Task instructions »
A verbatim transcription of every record below is required.

** Opening Material for this task block **

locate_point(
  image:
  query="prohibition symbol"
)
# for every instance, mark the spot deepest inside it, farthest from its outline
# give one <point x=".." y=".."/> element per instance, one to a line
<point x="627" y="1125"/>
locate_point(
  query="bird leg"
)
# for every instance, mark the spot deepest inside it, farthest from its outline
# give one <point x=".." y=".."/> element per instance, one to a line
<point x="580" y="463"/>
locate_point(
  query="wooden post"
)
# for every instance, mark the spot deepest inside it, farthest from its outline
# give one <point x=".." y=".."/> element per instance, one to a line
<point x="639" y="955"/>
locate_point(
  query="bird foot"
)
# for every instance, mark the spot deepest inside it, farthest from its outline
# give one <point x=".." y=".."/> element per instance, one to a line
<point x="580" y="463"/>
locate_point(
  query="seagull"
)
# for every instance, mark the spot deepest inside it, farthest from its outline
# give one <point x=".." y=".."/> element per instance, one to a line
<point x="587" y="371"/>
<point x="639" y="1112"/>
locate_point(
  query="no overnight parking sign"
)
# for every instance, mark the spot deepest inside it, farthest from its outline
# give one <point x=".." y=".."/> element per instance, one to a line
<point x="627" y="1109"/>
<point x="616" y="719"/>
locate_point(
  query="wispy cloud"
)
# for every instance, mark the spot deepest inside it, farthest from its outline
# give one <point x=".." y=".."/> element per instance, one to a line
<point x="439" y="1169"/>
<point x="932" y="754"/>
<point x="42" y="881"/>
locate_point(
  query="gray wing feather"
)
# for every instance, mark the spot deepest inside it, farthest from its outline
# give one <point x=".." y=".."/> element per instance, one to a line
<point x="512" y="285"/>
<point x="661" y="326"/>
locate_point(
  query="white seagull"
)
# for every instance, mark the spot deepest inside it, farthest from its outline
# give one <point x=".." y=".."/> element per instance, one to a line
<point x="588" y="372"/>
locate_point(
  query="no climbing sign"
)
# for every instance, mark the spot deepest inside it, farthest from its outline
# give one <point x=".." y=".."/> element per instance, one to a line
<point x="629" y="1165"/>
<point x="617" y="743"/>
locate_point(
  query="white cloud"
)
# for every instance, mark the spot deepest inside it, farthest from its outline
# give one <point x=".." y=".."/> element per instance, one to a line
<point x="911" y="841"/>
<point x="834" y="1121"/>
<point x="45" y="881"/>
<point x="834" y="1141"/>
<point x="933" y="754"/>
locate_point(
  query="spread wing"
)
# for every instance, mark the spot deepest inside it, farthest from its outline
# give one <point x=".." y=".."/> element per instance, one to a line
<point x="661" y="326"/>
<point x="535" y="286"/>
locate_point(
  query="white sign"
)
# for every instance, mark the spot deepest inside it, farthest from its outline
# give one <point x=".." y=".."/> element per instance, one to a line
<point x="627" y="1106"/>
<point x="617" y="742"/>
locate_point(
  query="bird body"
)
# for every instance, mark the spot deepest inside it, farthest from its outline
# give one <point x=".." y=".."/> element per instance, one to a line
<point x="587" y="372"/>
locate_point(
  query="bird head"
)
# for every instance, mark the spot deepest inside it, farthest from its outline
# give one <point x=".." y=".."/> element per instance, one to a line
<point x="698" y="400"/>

** Closing Material for this task block **

The answer »
locate_point(
  image:
  query="prohibition symbol"
)
# for every instance, mark the spot deepest inside it, farthest from its outline
# give one <point x=".." y=".."/> element per instance, one to a line
<point x="627" y="1125"/>
locate_point(
  query="bird leg"
)
# for every instance, mark the spot deepest inside it, farthest from its outline
# give one <point x=".." y=".."/> element per instance, one to a line
<point x="580" y="463"/>
locate_point(
  query="wooden post"
)
# for every instance, mark the spot deepest inside it, farthest from its outline
# give one <point x=".." y=".."/> element per instance, one to a line
<point x="639" y="955"/>
locate_point(
  query="bird foot"
)
# for every instance, mark the spot deepest inside it, farthest from its outline
# give one <point x=".." y=".."/> element per instance, one to a line
<point x="580" y="463"/>
locate_point(
  query="seagull"
)
# for every instance, mark the spot deepest inside it, farthest from its outline
# give one <point x=".." y=".."/> element per instance, one to a line
<point x="587" y="371"/>
<point x="639" y="1112"/>
locate_point(
  query="no overnight parking sign"
)
# for every instance, mark the spot deepest inside it, farthest from its outline
# give one <point x=".." y=".."/> element per instance, one to a line
<point x="627" y="1109"/>
<point x="616" y="719"/>
locate_point(
  query="wispy cloud"
)
# for every instance, mark the spot deepest inside it, farthest from its outline
# give one <point x=".." y=".."/> element per instance, one to a line
<point x="439" y="1169"/>
<point x="932" y="754"/>
<point x="42" y="881"/>
locate_point(
  query="gray wing feather"
)
# for every instance, mark the spot deepest inside it, farthest from its outline
# give one <point x=".." y=".."/> element per instance, one to a line
<point x="512" y="285"/>
<point x="661" y="326"/>
locate_point(
  query="white seagull"
)
# for every instance, mark the spot deepest inside it, farthest from its outline
# give one <point x=".." y=".."/> element per instance, one to a line
<point x="588" y="372"/>
locate_point(
  query="no climbing sign"
)
# for every instance, mark the spot deepest inside it, farthest from its outline
# give one <point x=".." y=".."/> element per instance, one to a line
<point x="629" y="1165"/>
<point x="617" y="743"/>
locate_point(
  query="white cloud"
)
# for every instance, mark the spot deepest inside it, farthest from its outline
# give one <point x=".." y=".."/> element per instance, one to a line
<point x="911" y="841"/>
<point x="834" y="1121"/>
<point x="45" y="881"/>
<point x="834" y="1141"/>
<point x="933" y="754"/>
locate_point(
  query="spread wing"
)
# for every instance, mark the spot deepest inside it, farthest from its outline
# give one <point x=".." y=".."/> element per instance, one to a line
<point x="661" y="326"/>
<point x="535" y="286"/>
locate_point(
  query="white sign"
)
# for every instance, mark the spot deepest inside it, farthest from its outline
# give one <point x=".." y=".."/> element per instance, one to a line
<point x="627" y="1106"/>
<point x="617" y="742"/>
locate_point(
  query="bird body"
)
# for every instance, mark the spot deepest inside it, farthest from its outline
# give one <point x=".." y=".."/> element per instance, one to a line
<point x="587" y="372"/>
locate_point(
  query="bird head"
)
# for every instance, mark the spot deepest inside it, farthest from its outline
# give one <point x=".." y=".."/> element per instance, one to a line
<point x="698" y="400"/>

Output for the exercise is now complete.